TASK INSTRUCTIONS. Shift every coordinate pair up by 6 by adding 6 to each x and each y value. Copy out every line of the entries, requests included, starting with the line containing "locate bird's head, a point per instance." and going on through the end of the entries.

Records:

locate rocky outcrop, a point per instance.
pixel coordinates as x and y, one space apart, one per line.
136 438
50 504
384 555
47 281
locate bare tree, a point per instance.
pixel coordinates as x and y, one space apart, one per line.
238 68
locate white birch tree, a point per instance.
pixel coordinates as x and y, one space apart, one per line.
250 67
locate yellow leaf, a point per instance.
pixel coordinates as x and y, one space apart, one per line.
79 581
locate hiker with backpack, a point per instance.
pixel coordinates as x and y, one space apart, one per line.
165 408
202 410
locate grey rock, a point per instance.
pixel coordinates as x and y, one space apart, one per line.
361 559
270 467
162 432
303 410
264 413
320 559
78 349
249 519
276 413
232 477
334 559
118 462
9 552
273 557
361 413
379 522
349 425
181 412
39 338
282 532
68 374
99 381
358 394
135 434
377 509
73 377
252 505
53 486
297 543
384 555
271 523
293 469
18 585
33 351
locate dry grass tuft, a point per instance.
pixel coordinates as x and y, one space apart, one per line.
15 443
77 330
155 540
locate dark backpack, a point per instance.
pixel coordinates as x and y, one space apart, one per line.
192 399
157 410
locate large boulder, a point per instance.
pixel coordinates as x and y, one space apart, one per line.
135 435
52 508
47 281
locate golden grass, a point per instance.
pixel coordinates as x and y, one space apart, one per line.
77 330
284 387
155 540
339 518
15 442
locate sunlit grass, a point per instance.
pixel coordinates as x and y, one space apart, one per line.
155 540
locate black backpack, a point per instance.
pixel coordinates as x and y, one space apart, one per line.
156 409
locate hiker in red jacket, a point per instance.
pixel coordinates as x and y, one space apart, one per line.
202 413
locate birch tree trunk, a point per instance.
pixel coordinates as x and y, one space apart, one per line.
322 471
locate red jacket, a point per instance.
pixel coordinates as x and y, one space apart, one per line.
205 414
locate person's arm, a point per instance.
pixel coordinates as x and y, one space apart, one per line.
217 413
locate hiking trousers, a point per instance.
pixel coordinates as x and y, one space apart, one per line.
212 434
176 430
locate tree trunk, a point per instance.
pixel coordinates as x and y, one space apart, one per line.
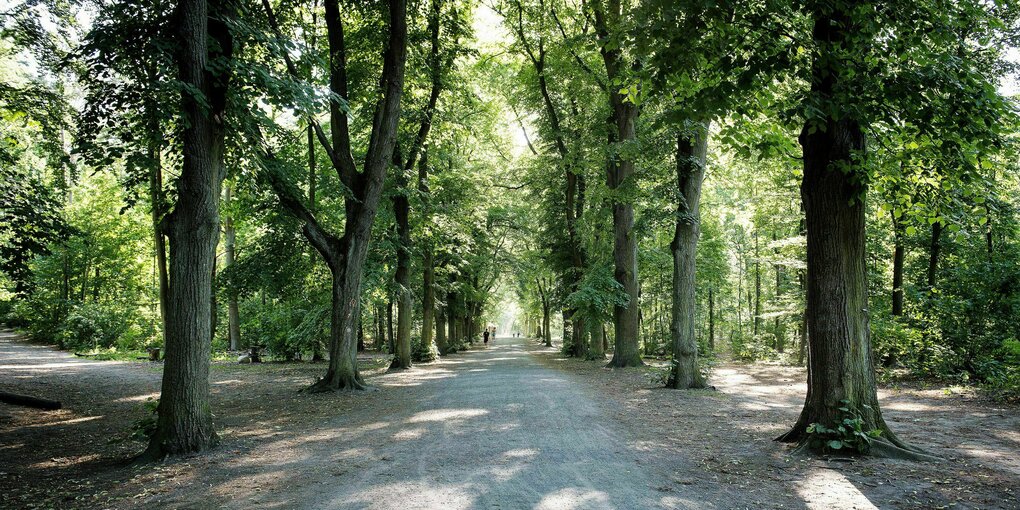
597 346
547 325
758 288
692 150
390 338
402 277
936 235
184 422
840 372
453 342
233 311
348 263
441 340
711 319
620 176
898 259
158 209
361 333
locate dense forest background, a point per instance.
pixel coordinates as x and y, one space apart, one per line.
496 207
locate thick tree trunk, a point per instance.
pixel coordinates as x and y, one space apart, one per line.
619 177
692 150
184 421
840 372
233 311
348 267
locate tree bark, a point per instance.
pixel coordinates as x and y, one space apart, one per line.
619 177
156 196
402 277
758 288
391 339
898 259
348 266
711 319
441 337
184 422
935 250
840 371
427 264
692 150
233 311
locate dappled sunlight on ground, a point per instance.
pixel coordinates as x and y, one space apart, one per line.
825 489
570 498
509 425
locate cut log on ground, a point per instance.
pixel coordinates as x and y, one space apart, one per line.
24 400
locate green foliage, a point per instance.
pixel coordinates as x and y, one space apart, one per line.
143 428
847 436
421 353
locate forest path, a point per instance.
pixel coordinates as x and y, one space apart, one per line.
487 428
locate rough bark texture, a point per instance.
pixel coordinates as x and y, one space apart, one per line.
427 265
692 150
348 266
898 259
158 209
402 276
441 340
619 176
840 370
184 422
233 310
936 235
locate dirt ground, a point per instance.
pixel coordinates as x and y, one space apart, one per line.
514 425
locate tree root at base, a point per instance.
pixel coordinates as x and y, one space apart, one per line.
883 447
347 385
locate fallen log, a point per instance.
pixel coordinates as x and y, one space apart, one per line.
24 400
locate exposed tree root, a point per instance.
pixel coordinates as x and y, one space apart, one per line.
885 447
324 385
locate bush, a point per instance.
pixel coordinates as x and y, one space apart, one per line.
93 326
421 353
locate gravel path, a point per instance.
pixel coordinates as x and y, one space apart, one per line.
512 425
489 428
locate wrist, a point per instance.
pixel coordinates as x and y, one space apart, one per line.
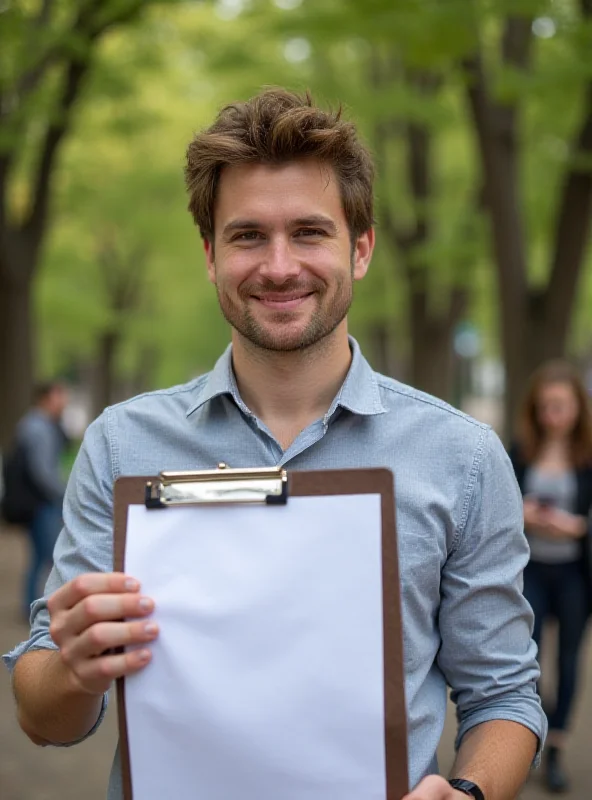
467 788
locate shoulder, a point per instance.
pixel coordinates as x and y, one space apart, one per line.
413 404
175 398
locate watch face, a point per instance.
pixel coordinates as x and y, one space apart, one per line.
468 787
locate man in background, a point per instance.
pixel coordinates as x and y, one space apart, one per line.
33 484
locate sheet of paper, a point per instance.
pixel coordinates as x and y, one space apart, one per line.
267 678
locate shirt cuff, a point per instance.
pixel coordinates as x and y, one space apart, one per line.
527 713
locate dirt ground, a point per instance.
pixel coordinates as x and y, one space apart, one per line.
31 773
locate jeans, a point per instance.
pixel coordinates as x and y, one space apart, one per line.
559 590
43 533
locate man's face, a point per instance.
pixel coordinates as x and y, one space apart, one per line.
283 262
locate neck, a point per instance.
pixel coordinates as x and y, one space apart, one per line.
291 388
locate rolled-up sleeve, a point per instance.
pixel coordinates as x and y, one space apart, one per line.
85 543
487 652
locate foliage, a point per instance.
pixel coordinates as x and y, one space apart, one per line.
121 173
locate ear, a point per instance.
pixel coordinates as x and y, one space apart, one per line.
363 253
209 252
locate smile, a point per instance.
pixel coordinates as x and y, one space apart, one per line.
283 302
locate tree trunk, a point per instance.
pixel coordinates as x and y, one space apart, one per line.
16 356
104 389
432 356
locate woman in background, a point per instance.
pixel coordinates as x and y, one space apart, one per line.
552 458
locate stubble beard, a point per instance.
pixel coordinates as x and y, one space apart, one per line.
330 311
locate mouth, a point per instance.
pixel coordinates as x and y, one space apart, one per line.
283 301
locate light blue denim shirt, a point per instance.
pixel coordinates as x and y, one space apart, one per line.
459 518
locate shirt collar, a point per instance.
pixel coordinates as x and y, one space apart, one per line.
359 393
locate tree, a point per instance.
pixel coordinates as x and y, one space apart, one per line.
47 53
535 319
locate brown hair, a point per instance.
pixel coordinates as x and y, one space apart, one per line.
275 127
530 432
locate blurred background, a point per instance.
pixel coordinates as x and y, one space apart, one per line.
479 114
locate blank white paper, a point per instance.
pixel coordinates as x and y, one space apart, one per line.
267 679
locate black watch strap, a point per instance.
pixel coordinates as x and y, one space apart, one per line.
468 787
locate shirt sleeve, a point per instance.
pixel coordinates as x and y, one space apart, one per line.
85 543
487 653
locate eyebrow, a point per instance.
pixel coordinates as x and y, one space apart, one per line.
314 221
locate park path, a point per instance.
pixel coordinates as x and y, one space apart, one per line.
31 773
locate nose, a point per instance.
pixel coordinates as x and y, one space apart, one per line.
279 263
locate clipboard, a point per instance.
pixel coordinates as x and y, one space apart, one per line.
272 487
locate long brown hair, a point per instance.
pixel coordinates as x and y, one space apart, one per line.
275 127
530 431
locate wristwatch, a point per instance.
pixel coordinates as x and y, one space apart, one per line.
468 787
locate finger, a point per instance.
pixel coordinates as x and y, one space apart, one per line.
76 590
97 673
98 608
432 787
108 636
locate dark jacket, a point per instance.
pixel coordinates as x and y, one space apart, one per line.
583 508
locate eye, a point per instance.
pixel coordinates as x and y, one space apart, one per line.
247 236
310 232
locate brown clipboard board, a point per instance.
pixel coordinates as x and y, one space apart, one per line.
315 483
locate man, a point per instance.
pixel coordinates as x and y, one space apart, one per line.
33 486
282 194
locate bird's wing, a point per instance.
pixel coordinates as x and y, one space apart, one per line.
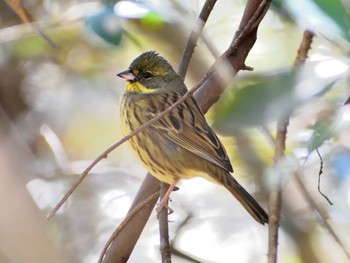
187 127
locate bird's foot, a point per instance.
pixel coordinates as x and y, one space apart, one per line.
162 205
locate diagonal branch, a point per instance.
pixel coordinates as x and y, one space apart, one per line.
207 92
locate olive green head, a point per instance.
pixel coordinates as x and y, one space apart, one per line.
150 72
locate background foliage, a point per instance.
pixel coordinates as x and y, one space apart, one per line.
59 110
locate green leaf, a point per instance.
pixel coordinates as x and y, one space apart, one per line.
327 17
264 101
323 130
337 12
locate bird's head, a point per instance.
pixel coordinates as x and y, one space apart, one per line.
148 73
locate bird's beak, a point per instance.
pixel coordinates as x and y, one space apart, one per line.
127 75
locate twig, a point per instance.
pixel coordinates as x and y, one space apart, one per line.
117 144
164 228
304 47
16 6
125 222
320 172
275 199
176 251
315 207
209 91
191 43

PROBLEM SOLUTION.
locate bird's head, a point per instance.
pixel coordinates as x and y, one space apart, one per line.
154 79
locate bird's beak, a point per instance.
pixel coordinates as x and y, one space apart, one per line.
133 81
locate twig, a point per instance.
pixel coordinates as x and y, one space apart, one per line.
123 150
170 234
310 53
22 12
131 228
326 178
281 205
182 257
321 213
215 97
197 49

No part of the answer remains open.